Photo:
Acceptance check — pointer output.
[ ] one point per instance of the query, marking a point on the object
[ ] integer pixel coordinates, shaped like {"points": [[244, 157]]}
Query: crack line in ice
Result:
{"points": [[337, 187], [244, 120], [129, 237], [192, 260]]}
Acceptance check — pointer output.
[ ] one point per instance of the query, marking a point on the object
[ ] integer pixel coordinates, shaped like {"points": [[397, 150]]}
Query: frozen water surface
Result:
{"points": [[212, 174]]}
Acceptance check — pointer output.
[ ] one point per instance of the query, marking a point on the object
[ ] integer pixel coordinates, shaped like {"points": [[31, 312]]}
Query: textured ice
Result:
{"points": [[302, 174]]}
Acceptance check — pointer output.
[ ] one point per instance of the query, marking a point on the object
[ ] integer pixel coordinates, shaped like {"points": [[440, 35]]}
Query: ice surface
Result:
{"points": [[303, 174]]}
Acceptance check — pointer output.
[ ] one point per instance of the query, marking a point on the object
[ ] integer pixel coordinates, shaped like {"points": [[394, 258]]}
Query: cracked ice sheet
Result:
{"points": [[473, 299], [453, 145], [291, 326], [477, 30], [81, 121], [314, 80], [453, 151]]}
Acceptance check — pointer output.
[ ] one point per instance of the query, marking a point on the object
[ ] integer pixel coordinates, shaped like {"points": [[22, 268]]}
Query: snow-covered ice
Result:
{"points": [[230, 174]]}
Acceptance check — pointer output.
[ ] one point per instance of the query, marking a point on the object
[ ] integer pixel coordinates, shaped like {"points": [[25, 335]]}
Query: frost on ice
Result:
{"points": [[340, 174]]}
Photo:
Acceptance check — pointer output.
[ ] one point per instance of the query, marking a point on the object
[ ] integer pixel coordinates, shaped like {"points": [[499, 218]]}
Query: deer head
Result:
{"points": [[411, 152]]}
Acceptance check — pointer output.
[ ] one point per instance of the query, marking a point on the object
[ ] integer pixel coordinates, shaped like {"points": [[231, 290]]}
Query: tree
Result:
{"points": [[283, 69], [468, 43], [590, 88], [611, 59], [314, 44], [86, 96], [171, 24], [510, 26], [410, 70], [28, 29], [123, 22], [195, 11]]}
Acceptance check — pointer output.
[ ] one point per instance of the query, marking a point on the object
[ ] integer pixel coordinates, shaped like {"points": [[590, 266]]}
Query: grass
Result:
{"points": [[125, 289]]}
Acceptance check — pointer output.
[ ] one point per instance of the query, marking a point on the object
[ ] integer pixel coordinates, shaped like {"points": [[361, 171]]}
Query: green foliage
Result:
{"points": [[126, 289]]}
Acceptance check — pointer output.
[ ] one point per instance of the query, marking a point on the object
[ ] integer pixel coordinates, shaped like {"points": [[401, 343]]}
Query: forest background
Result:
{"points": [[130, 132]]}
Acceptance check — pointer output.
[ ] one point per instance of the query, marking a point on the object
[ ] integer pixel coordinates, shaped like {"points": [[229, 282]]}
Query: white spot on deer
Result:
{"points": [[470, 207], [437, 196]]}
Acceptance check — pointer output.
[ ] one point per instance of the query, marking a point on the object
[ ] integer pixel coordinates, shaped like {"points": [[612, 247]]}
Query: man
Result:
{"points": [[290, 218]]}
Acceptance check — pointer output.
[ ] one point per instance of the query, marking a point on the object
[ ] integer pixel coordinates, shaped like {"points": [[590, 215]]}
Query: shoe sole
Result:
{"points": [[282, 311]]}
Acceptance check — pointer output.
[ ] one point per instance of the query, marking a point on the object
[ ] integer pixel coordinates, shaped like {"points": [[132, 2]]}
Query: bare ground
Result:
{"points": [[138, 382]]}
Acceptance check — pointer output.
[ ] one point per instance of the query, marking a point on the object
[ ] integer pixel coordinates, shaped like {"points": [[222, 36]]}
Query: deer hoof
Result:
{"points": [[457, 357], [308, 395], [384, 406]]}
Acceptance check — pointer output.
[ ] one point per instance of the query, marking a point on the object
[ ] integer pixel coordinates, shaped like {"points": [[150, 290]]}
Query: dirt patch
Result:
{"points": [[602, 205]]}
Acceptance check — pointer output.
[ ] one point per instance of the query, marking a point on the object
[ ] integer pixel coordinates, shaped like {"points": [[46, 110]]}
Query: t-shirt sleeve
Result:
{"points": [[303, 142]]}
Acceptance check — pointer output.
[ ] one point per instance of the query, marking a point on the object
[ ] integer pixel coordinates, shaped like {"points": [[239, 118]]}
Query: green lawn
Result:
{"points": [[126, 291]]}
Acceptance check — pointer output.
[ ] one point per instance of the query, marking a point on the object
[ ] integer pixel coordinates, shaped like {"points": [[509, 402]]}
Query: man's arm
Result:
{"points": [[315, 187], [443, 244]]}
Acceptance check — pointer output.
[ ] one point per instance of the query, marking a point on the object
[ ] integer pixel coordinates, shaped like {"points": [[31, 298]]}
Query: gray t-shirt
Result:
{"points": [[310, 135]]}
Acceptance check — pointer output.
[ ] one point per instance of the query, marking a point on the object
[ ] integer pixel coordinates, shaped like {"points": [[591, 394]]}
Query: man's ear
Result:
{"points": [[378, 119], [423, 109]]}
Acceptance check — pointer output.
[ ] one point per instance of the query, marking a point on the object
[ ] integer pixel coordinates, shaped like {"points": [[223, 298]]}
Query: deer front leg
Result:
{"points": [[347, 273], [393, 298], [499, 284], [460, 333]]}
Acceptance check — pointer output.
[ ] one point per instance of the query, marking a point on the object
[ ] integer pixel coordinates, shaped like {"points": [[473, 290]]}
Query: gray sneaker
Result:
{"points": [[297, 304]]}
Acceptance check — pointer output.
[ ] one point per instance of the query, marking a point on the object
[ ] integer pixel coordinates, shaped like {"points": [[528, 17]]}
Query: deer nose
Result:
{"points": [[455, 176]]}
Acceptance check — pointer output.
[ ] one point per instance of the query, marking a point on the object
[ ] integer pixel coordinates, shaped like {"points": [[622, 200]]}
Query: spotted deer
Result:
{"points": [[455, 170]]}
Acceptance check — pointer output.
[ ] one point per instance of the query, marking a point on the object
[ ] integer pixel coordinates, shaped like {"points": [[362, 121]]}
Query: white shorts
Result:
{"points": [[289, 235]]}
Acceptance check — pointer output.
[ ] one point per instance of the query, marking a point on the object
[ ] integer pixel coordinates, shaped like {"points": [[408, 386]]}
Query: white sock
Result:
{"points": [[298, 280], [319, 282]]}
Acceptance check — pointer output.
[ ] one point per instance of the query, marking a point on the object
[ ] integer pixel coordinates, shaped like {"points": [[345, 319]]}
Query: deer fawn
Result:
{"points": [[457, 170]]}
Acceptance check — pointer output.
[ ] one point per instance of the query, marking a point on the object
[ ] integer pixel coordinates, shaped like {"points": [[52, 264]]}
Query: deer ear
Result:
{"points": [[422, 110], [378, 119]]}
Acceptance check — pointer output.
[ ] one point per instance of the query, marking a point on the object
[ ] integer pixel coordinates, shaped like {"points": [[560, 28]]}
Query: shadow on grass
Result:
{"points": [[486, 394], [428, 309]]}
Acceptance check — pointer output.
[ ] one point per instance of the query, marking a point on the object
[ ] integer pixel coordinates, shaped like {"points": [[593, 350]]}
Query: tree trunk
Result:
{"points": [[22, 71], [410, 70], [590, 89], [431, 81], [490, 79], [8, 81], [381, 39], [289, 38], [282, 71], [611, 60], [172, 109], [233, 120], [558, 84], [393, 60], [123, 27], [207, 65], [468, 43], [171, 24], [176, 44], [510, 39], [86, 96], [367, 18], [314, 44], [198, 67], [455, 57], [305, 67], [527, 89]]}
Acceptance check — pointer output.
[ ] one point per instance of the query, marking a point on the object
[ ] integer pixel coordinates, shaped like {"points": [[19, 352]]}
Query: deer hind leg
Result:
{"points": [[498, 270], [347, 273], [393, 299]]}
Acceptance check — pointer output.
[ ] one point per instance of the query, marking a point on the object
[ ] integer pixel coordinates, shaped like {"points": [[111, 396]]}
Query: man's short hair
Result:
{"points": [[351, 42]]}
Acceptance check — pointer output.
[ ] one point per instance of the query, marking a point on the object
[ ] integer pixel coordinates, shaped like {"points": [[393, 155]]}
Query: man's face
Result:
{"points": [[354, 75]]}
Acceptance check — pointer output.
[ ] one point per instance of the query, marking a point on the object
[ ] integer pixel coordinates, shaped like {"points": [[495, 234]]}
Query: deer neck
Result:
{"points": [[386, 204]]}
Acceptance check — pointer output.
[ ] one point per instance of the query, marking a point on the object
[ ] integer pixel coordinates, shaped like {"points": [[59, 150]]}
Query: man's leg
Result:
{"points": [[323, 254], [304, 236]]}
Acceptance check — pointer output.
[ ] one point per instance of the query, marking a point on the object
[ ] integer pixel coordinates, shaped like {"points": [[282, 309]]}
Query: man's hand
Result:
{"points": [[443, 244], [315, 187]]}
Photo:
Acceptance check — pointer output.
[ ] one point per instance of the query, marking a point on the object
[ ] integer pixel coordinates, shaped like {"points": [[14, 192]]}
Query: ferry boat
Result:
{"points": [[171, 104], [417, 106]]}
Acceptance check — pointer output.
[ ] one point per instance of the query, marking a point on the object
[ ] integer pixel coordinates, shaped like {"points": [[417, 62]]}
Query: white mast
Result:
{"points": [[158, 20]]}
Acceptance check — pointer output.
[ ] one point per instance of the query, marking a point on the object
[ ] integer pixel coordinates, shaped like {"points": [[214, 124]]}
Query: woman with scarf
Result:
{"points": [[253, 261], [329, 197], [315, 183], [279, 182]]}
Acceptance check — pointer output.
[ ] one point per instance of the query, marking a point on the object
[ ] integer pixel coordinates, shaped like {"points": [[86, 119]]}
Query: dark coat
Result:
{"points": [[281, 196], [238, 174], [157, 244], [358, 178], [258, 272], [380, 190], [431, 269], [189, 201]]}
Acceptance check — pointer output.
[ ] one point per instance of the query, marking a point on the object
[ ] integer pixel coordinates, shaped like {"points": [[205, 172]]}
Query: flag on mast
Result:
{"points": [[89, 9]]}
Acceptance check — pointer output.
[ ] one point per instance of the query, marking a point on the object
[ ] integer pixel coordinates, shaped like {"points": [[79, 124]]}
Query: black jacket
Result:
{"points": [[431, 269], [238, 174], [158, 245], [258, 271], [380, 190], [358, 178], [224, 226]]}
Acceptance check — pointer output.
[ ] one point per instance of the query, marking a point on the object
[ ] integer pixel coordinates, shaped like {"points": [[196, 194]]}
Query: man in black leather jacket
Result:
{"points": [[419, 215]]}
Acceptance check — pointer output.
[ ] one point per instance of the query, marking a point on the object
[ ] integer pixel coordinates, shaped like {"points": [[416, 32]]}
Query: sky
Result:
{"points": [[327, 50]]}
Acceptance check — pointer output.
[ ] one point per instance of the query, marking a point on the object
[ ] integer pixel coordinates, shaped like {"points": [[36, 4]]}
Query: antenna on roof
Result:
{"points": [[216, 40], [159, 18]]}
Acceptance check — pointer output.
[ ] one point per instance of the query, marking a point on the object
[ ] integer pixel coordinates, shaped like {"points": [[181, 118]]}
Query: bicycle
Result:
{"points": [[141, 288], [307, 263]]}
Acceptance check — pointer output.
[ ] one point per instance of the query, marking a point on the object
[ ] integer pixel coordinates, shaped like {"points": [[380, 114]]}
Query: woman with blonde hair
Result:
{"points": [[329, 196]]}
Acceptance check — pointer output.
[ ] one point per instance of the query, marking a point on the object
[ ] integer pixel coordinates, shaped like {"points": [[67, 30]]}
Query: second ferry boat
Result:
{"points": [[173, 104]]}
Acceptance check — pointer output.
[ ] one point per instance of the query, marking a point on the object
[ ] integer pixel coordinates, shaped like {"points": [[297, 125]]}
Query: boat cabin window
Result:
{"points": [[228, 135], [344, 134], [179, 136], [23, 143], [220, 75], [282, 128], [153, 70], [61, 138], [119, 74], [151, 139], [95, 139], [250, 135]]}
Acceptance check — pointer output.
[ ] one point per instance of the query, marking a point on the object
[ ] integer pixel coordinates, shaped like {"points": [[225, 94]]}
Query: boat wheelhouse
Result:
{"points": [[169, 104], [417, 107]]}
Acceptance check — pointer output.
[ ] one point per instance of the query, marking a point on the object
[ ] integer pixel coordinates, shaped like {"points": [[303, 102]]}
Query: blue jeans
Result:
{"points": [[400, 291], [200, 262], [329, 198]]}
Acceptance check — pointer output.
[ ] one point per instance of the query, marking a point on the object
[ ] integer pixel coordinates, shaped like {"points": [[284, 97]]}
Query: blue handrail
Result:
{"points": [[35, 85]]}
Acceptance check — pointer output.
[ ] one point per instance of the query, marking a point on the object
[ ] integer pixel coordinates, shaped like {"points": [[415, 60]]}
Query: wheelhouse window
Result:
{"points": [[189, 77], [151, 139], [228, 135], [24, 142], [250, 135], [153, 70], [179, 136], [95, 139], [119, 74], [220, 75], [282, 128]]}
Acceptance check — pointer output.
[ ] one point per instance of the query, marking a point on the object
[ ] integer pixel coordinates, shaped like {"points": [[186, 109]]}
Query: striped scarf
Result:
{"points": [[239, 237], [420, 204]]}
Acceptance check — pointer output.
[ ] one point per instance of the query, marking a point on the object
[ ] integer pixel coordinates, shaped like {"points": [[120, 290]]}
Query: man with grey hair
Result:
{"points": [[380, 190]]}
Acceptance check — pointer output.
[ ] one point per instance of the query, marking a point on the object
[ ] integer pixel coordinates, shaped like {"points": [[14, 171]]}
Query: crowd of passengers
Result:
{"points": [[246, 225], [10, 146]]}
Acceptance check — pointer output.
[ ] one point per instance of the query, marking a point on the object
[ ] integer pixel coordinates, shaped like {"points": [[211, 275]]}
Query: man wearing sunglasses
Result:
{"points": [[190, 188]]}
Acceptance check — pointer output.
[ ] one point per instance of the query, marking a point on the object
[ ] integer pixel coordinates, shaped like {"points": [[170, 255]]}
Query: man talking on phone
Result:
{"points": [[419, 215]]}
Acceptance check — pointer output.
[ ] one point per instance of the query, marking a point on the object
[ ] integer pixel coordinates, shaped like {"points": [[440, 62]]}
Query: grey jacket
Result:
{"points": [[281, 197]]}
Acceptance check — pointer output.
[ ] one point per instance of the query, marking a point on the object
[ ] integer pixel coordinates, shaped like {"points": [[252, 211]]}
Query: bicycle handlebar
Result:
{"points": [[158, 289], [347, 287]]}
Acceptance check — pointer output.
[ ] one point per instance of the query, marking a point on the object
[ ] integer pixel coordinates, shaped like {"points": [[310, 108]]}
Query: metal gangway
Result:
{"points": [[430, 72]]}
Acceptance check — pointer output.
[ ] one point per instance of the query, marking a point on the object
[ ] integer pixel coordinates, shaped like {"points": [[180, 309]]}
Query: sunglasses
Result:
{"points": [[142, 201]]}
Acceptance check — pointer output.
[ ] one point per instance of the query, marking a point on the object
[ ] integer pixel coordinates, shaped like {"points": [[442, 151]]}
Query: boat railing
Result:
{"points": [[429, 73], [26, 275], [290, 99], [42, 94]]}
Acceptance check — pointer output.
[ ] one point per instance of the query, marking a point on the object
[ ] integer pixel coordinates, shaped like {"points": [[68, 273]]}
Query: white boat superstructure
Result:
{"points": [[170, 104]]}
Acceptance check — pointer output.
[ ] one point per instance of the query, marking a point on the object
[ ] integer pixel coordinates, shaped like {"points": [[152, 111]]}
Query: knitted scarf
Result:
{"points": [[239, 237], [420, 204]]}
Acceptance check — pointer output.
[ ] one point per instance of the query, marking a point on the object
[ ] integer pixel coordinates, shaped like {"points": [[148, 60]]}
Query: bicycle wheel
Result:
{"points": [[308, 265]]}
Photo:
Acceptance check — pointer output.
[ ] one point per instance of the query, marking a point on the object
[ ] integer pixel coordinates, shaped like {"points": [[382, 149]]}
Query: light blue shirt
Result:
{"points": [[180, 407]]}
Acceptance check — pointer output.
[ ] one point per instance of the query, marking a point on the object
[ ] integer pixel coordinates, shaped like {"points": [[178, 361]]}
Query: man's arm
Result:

+--

▸ AIM OF THE TASK
Find the lines in the records that include the string "ferry", and reply with how many there are, nothing more.

▸ FINAL ANSWER
2